Natural language region descriptions:

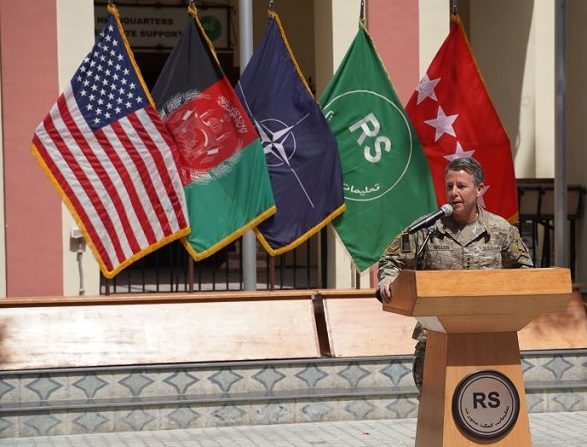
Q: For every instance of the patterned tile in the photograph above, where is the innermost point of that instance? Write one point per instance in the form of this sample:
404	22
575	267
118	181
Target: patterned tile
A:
403	407
44	386
139	419
181	381
359	408
535	403
183	417
136	383
569	402
90	384
274	413
40	425
396	371
268	377
353	374
311	375
90	422
225	379
527	365
558	366
8	427
228	415
8	390
316	411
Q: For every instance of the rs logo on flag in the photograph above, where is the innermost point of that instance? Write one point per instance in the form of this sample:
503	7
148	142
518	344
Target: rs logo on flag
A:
370	127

Try it
All of the lines above must be repeated without alteration, though the pictures are to be excluded.

Exercise result
Q: For every instance of the patterned tile in the photograph above, where is the innermost point of that instance? Write one point per instance in the form of this sample:
404	22
575	267
118	181
Target: patterned tile
A:
403	407
44	386
139	419
181	381
359	408
535	403
183	417
136	383
569	402
90	384
274	413
40	425
396	371
268	377
353	374
311	375
90	422
225	379
527	365
558	366
8	427
228	415
8	390
316	411
Q: For every instance of the rs logo on flag in the photograph above, where is the innermost point of that instance? Write one point per instance in the form of this sample:
503	7
148	142
518	344
Target: rs logo on flag
A:
370	127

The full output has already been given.